**What to do:** Before repeating the entries below, strip out every picture and keep all else as it is.

**Data listing:**
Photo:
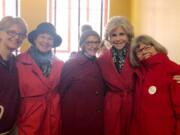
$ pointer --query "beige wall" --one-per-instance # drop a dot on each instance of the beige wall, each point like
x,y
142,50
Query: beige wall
x,y
161,20
158,18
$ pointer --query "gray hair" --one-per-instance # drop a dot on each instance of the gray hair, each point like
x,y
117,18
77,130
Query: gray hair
x,y
119,21
9,21
147,40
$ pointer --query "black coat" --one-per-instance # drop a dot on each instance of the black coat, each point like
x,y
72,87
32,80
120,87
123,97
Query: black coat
x,y
9,95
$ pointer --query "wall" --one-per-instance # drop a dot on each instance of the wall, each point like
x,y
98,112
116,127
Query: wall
x,y
157,18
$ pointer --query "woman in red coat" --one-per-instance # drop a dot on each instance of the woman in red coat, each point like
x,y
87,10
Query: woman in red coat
x,y
118,75
82,90
39,73
12,33
157,97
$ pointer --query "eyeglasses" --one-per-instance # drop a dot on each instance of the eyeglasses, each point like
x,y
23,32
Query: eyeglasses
x,y
92,42
145,48
13,33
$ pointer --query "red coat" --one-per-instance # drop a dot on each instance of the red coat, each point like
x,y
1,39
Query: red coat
x,y
157,103
40,109
118,100
82,91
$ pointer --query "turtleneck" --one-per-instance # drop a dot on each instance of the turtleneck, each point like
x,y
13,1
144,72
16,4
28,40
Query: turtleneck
x,y
154,60
119,56
43,60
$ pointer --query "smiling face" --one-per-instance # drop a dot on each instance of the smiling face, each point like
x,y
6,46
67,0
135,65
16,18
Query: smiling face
x,y
91,46
118,38
44,42
144,51
12,37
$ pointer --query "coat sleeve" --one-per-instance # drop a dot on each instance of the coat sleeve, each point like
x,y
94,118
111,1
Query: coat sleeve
x,y
66,79
176,104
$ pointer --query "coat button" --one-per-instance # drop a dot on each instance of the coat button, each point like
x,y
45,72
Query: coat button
x,y
97,93
98,110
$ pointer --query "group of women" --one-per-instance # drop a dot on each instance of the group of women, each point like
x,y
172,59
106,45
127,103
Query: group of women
x,y
128,90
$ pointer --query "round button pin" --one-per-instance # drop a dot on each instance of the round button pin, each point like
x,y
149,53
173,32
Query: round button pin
x,y
152,90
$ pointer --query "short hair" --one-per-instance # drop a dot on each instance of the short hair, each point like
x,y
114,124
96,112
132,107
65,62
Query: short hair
x,y
9,21
147,40
119,21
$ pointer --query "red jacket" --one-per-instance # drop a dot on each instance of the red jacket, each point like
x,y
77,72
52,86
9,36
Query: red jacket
x,y
118,100
40,109
157,101
82,91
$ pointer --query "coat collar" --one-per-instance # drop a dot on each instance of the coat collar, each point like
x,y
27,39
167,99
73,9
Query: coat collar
x,y
82,59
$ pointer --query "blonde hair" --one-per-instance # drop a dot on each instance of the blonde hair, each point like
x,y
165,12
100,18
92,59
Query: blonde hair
x,y
9,21
119,21
147,40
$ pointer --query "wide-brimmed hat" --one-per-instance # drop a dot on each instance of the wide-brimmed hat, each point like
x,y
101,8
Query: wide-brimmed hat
x,y
45,28
86,34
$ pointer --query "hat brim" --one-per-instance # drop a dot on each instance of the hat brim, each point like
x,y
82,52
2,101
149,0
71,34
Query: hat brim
x,y
33,35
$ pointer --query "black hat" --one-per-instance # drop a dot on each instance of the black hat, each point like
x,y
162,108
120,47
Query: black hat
x,y
45,28
86,34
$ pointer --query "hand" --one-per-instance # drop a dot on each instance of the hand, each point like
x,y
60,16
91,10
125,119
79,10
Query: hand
x,y
176,78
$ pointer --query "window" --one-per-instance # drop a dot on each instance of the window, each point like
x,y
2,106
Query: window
x,y
68,17
8,8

**Answer space:**
Photo:
$ pointer --query "beige wall" --one-per-instance # drop a dot on each instance of the beige wall, each point like
x,y
142,50
Query: beige wall
x,y
161,20
158,18
$ pointer --query "gray hair" --one-per-instance # drop a dot on each instance of the gray hair, each point like
x,y
117,18
77,130
Query: gray hair
x,y
119,21
9,21
147,40
$ pointer --query "black coat" --one-per-instance # drop a dot on each instance of the black coat, each point like
x,y
72,87
32,80
120,87
123,97
Query: black coat
x,y
9,95
$ pointer --query "wall" --one-per-instance # drop a dot on each instance of the wall, each point like
x,y
98,112
116,127
Query: wall
x,y
157,18
$ pointer --query "woman in red coat" --one-per-instance # drop a dot on each instance of the woman in red coat, each point like
x,y
87,10
Query: woman in red coat
x,y
118,75
82,90
39,73
12,33
157,97
$ pointer --query "eyeglasses" --one-per-instance # drop a dot on each instance of the eyeglasses, each point like
x,y
23,32
Query: eyeglasses
x,y
92,42
145,48
13,33
$ pointer --query "red coat" --one-per-instance # drop a dot on each instance of the red coat, each point like
x,y
1,39
Query: red coat
x,y
157,103
40,109
118,100
82,91
$ pointer --query "turtleneck" --one-per-instance # drop a dot on each instance of the turtleneck, each point like
x,y
13,1
144,72
16,4
28,40
Query: turtleneck
x,y
154,60
119,56
43,60
$ pointer --query "smiling face" --one-per-instance # drop a dot on each instance of the smiling face, each point like
x,y
6,46
67,0
135,65
16,18
Query: smiling face
x,y
91,46
118,38
44,42
144,51
12,37
$ pointer --query "coat sleeve" --one-per-instance # drop a dot on each instance of the coat sleeve, each point like
x,y
94,118
111,1
Query: coat sleeve
x,y
66,79
176,104
$ pointer --query "coat button" --one-per-instance # drop a dot on each instance of the coat button, each point like
x,y
45,72
Query: coat button
x,y
97,93
98,110
$ pointer --query "group of women" --one-per-instance # drop a dot on each instance of the group of women, each point like
x,y
172,59
106,45
127,103
Query: group of women
x,y
128,90
$ pointer --query "round button pin" --one-per-instance # drop a dot on each instance of the round button pin, each point like
x,y
149,53
173,32
Query: round button pin
x,y
152,90
$ pointer --query "short hair" --one-per-instance # drop a dot on each instance of the short hair, each point like
x,y
114,124
96,112
132,107
65,62
Query: short hair
x,y
9,21
147,40
119,21
$ pointer --query "red jacket" --one-per-instance # drop a dot on each instance of the red jacket, each point like
x,y
77,72
52,86
9,36
Query: red jacket
x,y
118,100
40,109
157,101
82,91
$ pointer --query "coat collar" --one-per-instance # drop a dot on each instance of the coat collar, each point like
x,y
27,39
167,99
73,9
Query: coat collar
x,y
82,59
$ pointer --query "blonde hair" --one-per-instance # drop a dot on each instance of the blonde hair, each point like
x,y
165,12
100,18
92,59
Query: blonde hair
x,y
9,21
119,21
147,40
$ pointer --query "wide-brimmed hat" --one-per-instance # drop a dot on each instance of the wide-brimmed hat, each point like
x,y
101,8
Query: wide-brimmed hat
x,y
45,28
86,34
$ pointer --query "hat brim" --one-per-instance # drop a dot on each instance of the hat brim, each point like
x,y
82,52
2,101
149,0
71,34
Query: hat brim
x,y
33,35
$ pointer --query "black hat" --one-per-instance # drop a dot on each instance of the black hat, each point like
x,y
162,108
120,47
Query: black hat
x,y
45,28
86,34
$ pointer --query "hand" --one-per-instance # drop a dot on each instance of the hand, each point like
x,y
60,16
91,10
125,119
79,10
Query: hand
x,y
176,78
$ pointer --query "window" --one-per-instance # drop a dot on each instance of the window, each point like
x,y
2,106
Query: window
x,y
68,17
8,8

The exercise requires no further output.